> **BRIEF 1**: In the ranking of the best Dario Argento movies, which film is described as his only feature-length film directed in the United States?
> **BRIEF 2**: From the ranking of Dario Argento movies, extract the passage starting at "The padre de" and ending at "and memorable movies.".
> **BRIEF 3**: Extend the ranking of the best Dario Argento movies, picking up after its last sentence.

> **TEXT SEGMENT**:
The 10 Best Dario Argento Movies

He’s an iconoclast, he’s a provocateur, he directed Dracula 3D—the maestro of Italian horror, Dario Argento, now has both a Shudder documentary and a Paste ranking of his best movies. In the trailer for Dario Argento Panico, genre authorities explain Argento’s titanic gifts with effusive praise, while actresses counter with his unorthodox, aggressive directorial tactics. With extensive archive footage and testimony, Panico looks like the perfect medicine for anyone who watched one of Argento’s films and thought, “What kind of insane asshole makes a movie like this?”
The padre de giallo (the uniquely Italian horror/thriller genre named after the “yellow” spines of pulp novels), Argento’s films are filled with literally anything he wanted to put in them: Pathologically repressed serial killers, ghastly murder weapons, prog rock music, out-of-place comedy, psychics and psychosis in equal measure. But from his powerhouse debut The Bird with the Crystal Plumage, Argento has demonstrated what an exceptional craftsman he is: A master of off-kilter mood, deliciously mounted suspense sequences, and a pervading sense of alienation. With an appreciative mood towards Argento in the air, we collected his most effective and memorable movies.
Here are the 10 best Dario Argento movies:
10. Trauma
Beating a whole swathe of middling Dario Argento films to the tenth spot (sorry The Stendhal Syndrome, Sleepless and Dark Glasses) this 1993 giallo has the honor of being his only feature-length film directed in the United States. Argento diverted from giallo’s trademark “clearly dubbed in a native language” style, but even though all the English-speaking actors—Christopher Rydell, Piper Laurie and Dario’s daughter, Asia Argento—deliver live dialogue, it still has the detached, unrefined and heightened quality that all classic Argento movies have. A traumatized young psychiatric patient (Asia Argento) is rescued from committing suicide by a news writer (Rydell) but both are soon targeted by a killer with a brutal but mechanically ingenuous wire garrote that has a knack for decapitations. It’s excessive, cluttered and lacks the severe impact of Argento’s best, but it still feels like he’s comfortable in the driver’s seat.

[Records from a data collection]
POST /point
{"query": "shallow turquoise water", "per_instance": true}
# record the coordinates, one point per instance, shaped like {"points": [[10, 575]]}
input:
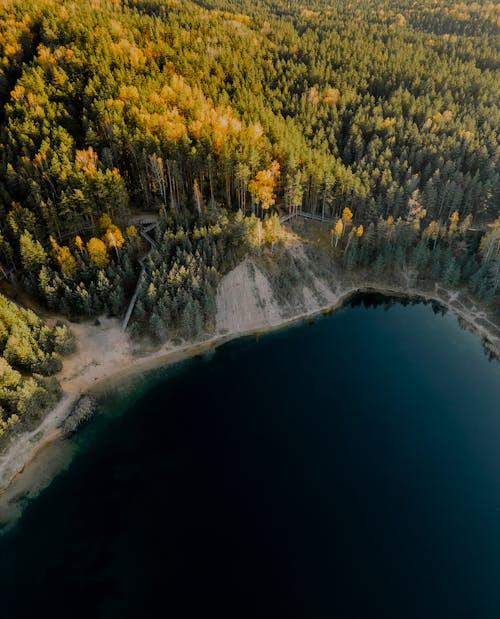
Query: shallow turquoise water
{"points": [[344, 468]]}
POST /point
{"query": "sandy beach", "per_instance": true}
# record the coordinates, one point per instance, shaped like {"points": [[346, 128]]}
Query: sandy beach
{"points": [[245, 307]]}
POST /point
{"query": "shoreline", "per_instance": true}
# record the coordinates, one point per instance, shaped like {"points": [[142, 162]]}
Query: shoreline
{"points": [[16, 459]]}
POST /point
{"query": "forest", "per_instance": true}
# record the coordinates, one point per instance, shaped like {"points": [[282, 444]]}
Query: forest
{"points": [[214, 118]]}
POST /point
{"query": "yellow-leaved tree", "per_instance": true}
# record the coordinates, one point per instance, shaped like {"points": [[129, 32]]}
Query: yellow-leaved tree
{"points": [[262, 186], [98, 253]]}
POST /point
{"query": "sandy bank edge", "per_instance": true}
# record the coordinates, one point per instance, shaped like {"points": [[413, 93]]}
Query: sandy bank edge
{"points": [[27, 446]]}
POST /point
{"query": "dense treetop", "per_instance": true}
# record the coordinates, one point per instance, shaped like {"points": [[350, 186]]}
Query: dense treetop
{"points": [[198, 111]]}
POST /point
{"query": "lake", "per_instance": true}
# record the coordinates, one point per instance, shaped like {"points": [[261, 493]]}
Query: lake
{"points": [[347, 467]]}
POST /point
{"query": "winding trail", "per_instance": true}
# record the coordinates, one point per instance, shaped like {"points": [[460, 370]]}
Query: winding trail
{"points": [[149, 224]]}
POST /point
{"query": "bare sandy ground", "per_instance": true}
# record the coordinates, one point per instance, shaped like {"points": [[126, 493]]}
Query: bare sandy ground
{"points": [[245, 306]]}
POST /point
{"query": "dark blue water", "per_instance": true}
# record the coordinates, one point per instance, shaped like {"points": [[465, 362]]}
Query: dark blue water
{"points": [[345, 468]]}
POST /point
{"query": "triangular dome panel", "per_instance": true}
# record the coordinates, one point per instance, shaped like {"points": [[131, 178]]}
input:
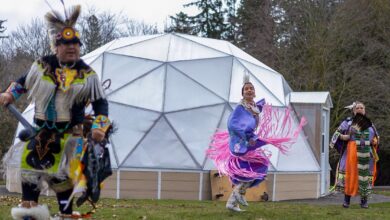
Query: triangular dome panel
{"points": [[154, 49], [219, 45], [145, 92], [184, 93], [122, 69], [183, 49], [132, 124], [197, 136], [209, 71], [98, 51], [161, 148]]}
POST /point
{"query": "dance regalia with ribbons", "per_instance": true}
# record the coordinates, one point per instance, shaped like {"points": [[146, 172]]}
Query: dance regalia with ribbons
{"points": [[231, 152], [61, 153], [356, 171]]}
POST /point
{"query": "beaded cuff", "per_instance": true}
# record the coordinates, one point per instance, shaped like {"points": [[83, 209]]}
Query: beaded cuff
{"points": [[102, 123], [16, 90]]}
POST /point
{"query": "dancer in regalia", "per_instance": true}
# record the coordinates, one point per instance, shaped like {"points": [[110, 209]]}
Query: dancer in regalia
{"points": [[60, 86], [357, 140], [238, 152]]}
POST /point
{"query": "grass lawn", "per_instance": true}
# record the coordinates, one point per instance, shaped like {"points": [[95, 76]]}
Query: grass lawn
{"points": [[176, 209]]}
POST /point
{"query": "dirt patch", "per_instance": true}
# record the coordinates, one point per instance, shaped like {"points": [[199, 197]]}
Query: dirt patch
{"points": [[338, 198]]}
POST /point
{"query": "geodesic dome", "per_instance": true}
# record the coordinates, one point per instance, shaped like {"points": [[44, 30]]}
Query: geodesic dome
{"points": [[171, 92]]}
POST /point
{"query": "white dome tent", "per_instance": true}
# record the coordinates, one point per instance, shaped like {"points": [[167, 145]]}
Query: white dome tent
{"points": [[169, 93]]}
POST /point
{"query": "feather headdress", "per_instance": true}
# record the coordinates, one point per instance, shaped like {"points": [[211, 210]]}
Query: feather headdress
{"points": [[61, 29], [246, 77]]}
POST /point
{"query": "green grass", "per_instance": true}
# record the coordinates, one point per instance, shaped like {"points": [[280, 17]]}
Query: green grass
{"points": [[382, 192], [176, 209]]}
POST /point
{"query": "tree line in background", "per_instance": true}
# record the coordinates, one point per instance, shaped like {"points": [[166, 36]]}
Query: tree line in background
{"points": [[341, 46]]}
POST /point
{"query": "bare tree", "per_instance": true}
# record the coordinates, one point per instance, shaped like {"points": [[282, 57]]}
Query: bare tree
{"points": [[2, 28], [31, 38], [137, 28]]}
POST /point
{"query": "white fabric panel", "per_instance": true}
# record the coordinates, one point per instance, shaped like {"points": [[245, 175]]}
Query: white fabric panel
{"points": [[271, 168], [97, 65], [89, 60], [145, 92], [123, 69], [161, 149], [274, 154], [114, 163], [237, 52], [212, 73], [233, 105], [132, 124], [28, 114], [184, 93], [98, 51], [203, 123], [223, 123], [299, 157], [154, 49], [286, 87], [209, 165], [236, 82], [28, 108], [271, 80], [183, 49], [127, 41], [219, 45]]}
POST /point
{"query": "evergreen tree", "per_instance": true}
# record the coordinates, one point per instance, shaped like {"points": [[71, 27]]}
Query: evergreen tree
{"points": [[231, 33], [2, 28], [180, 24], [257, 30], [210, 21], [92, 37]]}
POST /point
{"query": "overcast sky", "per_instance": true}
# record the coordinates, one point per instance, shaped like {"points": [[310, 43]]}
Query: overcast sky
{"points": [[18, 12]]}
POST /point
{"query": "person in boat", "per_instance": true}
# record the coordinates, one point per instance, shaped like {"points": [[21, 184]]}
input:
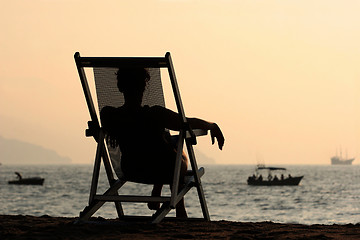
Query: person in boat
{"points": [[18, 176], [148, 153]]}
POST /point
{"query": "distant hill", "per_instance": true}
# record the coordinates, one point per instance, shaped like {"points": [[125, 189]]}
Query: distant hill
{"points": [[18, 152]]}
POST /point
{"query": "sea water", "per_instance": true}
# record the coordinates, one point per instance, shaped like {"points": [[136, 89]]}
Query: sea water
{"points": [[326, 195]]}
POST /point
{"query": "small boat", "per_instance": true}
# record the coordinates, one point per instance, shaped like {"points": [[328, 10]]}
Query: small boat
{"points": [[27, 181], [257, 179]]}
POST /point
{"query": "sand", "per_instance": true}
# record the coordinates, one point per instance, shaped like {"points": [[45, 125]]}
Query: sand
{"points": [[45, 227]]}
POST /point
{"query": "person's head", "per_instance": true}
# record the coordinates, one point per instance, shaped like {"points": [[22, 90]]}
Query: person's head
{"points": [[132, 80]]}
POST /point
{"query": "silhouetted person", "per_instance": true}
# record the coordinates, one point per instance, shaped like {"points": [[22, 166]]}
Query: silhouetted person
{"points": [[18, 175], [148, 153]]}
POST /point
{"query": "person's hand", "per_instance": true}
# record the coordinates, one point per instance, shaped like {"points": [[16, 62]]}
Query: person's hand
{"points": [[112, 141], [215, 132]]}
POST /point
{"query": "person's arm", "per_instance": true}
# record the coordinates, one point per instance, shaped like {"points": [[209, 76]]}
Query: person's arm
{"points": [[171, 120]]}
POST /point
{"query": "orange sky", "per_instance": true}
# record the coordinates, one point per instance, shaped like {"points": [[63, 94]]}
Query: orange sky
{"points": [[280, 77]]}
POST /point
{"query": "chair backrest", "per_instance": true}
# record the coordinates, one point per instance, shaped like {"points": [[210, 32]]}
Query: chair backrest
{"points": [[108, 94]]}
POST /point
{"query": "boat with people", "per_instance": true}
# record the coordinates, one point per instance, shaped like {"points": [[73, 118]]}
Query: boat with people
{"points": [[272, 179], [27, 181]]}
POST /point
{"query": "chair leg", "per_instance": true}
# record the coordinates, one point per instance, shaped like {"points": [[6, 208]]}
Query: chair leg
{"points": [[199, 188], [160, 214]]}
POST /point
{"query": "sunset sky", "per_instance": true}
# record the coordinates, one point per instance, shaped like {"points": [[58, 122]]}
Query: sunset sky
{"points": [[281, 78]]}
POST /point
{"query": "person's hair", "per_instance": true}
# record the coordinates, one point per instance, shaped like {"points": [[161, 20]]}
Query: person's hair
{"points": [[132, 79]]}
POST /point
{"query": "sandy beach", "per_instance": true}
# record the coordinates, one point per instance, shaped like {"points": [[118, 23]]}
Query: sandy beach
{"points": [[46, 227]]}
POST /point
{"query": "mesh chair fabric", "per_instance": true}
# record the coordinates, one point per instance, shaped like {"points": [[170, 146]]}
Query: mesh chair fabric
{"points": [[108, 94]]}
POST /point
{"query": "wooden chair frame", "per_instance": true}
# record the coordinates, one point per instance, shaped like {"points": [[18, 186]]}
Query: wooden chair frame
{"points": [[186, 136]]}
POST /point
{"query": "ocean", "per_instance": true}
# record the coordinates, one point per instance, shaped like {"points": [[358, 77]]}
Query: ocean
{"points": [[326, 195]]}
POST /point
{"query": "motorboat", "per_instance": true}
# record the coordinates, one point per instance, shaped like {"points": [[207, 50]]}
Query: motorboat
{"points": [[27, 181], [272, 178]]}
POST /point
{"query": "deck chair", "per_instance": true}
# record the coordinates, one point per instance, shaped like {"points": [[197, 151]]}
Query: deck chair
{"points": [[104, 69]]}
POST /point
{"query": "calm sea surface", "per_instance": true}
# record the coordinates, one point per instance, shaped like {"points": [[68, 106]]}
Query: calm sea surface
{"points": [[326, 195]]}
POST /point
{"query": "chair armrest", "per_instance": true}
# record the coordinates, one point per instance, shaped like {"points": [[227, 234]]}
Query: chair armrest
{"points": [[197, 132]]}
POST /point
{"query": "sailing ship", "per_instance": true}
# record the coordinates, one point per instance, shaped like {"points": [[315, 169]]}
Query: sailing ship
{"points": [[339, 160]]}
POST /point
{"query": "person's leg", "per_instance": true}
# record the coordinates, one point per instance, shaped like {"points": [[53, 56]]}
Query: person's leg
{"points": [[156, 192]]}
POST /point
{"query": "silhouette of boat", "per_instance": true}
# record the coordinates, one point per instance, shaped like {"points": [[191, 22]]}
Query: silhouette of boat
{"points": [[257, 179], [27, 181]]}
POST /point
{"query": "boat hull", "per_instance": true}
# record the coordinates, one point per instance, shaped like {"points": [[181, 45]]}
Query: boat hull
{"points": [[28, 181], [285, 182]]}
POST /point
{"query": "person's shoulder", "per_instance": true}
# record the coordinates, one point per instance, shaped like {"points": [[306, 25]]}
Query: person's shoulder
{"points": [[107, 109], [157, 109]]}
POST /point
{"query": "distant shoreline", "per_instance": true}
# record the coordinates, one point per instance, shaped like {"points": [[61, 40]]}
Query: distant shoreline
{"points": [[46, 227]]}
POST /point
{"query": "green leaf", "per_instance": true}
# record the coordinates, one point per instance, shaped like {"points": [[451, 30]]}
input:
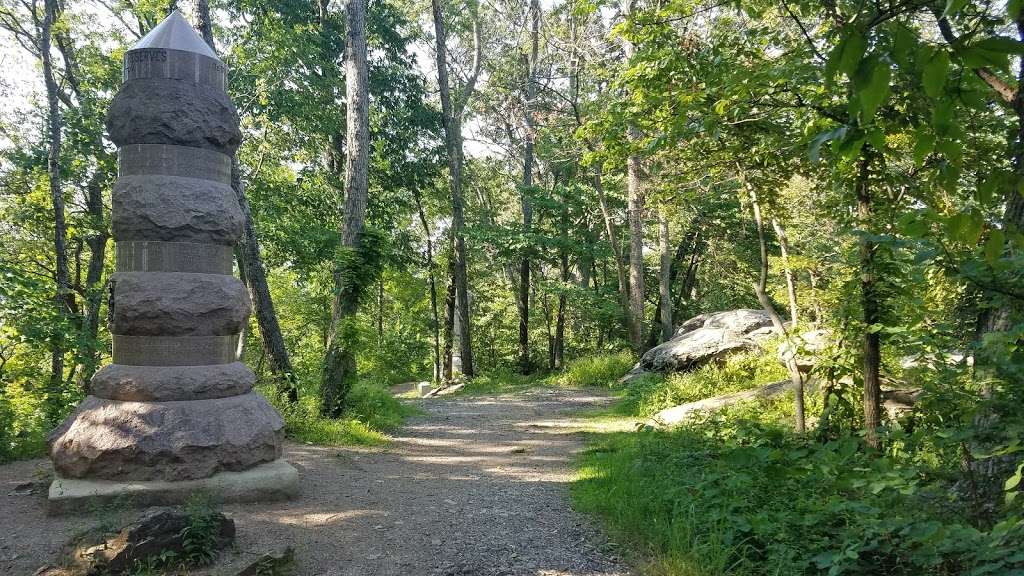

> **FINAL ANSWER 1**: Trauma, a 1993 giallo.

> **FINAL ANSWER 2**:
The padre de giallo (the uniquely Italian horror/thriller genre named after the “yellow” spines of pulp novels), Argento’s films are filled with literally anything he wanted to put in them: Pathologically repressed serial killers, ghastly murder weapons, prog rock music, out-of-place comedy, psychics and psychosis in equal measure. But from his powerhouse debut The Bird with the Crystal Plumage, Argento has demonstrated what an exceptional craftsman he is: A master of off-kilter mood, deliciously mounted suspense sequences, and a pervading sense of alienation. With an appreciative mood towards Argento in the air, we collected his most effective and memorable movies.

> **FINAL ANSWER 3**:
9. The Cat o’ Nine Tails
Dario Argento’s “Animal trilogy” all feature a wobbly command of tone but inventive (read: implausible) mystery plotting and kill sequences. The stylized, constructed mood and sharp editing build suspense with a palatable eeriness, hooking you on through all those lengthy dialogue scenes (which, contrary to popular belief, still entertain). Argento’s sophomore feature is one of his more choppy works: As a reporter and a blind man team up to stop a killer terrorizing a lab diagnosing a criminal gene, The Cat o’ Nine Tails lacks the exactness of his debut and the sheer power of his greatest hits. Still, though, not to be all “a dummy gets torn apart by an oncoming train” but… it’s hard to talk down a film that’s got that.
8. Four Flies on Grey Velvet
The better of the two follow-ups to The Bird with the Crystal Plumage, this outrageously titled mystery has a sick, indulgent sense of tension that often tilts into inescapable nightmare territory. We kick off with a band drummer committing manslaughter in a disused theater—before clocking that he’s been photographed by a figure wearing a babyish, dough-faced smiling mask. Throughout, the sudden bursts of violent noise and style make all the kill sequences feel like an actual nightmare, which makes up for some misjudged and lightly homophobic comedy and lulls in tension. Thankfully Dario Argento pulls out one of his most galaxy-brained plot contrivances to reveal the killer’s identity—apparently, Italy has just been sitting on technology that scans a corpse’s eyeball to reveal the final image they saw for over 50 years.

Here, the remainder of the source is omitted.